# RECORDS FOR PROCESSING
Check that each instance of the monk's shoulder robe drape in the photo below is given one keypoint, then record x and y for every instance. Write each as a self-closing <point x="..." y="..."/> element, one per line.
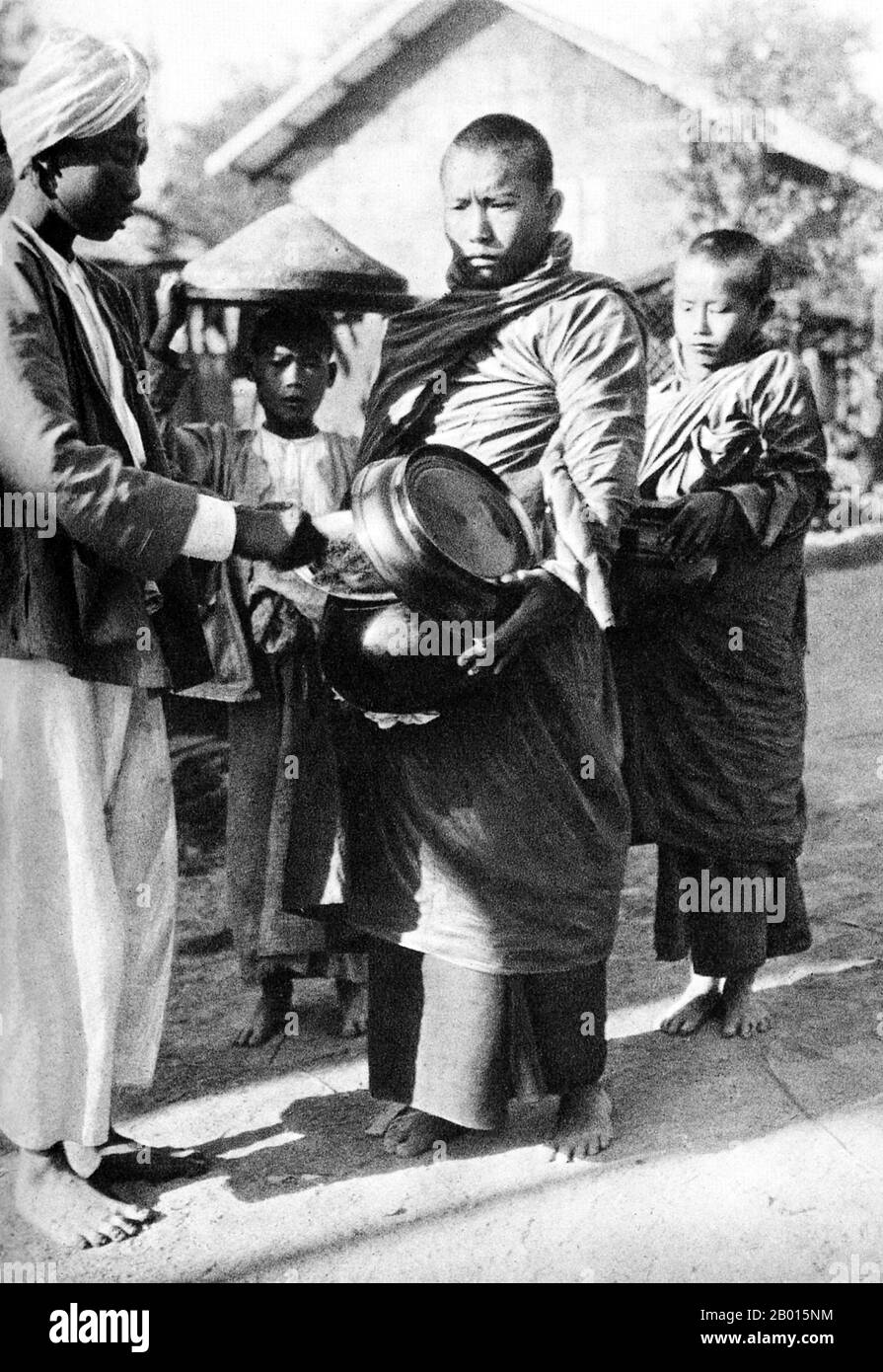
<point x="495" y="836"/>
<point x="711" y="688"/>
--
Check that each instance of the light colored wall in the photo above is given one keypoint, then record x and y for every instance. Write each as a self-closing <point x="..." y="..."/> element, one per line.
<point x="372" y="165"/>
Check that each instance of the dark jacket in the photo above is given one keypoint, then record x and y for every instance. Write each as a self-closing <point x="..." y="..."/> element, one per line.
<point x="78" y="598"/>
...
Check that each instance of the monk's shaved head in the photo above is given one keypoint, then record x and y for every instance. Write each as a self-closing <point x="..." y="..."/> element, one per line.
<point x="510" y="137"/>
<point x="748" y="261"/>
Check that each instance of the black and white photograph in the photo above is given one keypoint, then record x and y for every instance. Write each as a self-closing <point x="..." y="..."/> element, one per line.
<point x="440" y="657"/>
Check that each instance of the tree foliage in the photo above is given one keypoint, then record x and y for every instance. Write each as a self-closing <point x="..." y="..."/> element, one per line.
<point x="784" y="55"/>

# YOUR GOAL
How many lines in the material above contain the string "monk"? Reply with the number alone.

# THE SOLUTION
2